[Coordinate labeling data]
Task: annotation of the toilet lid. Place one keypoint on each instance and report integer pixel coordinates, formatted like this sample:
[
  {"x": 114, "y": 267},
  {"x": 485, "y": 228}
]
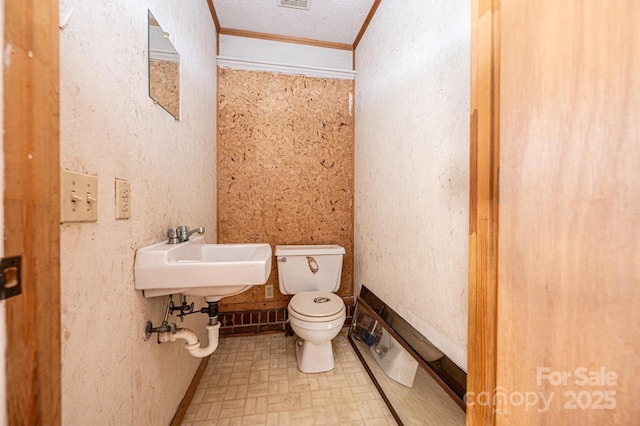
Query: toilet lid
[{"x": 316, "y": 304}]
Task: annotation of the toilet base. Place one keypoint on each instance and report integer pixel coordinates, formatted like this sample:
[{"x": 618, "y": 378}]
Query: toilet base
[{"x": 314, "y": 358}]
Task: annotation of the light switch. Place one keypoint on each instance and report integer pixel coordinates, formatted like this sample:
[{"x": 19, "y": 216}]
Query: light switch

» Problem to work on
Please write out all of the rows above word for word, leaving the pictures out.

» Solution to this problem
Task: annotation of the toilet lid. Place one keypoint on each instance and report integer pixel coordinates, formatted like this sample:
[
  {"x": 114, "y": 267},
  {"x": 485, "y": 228}
]
Query: toilet lid
[{"x": 316, "y": 304}]
Task: annotation of the toilet base. Place one keypoint on each instance and report integer pixel coordinates, formatted like this sample:
[{"x": 618, "y": 378}]
Query: toilet base
[{"x": 314, "y": 358}]
Task: annotation of the light switch. Place one keypoint on each instance and report integer pixel coordinates, formatted like this sample:
[{"x": 19, "y": 216}]
Query: light switch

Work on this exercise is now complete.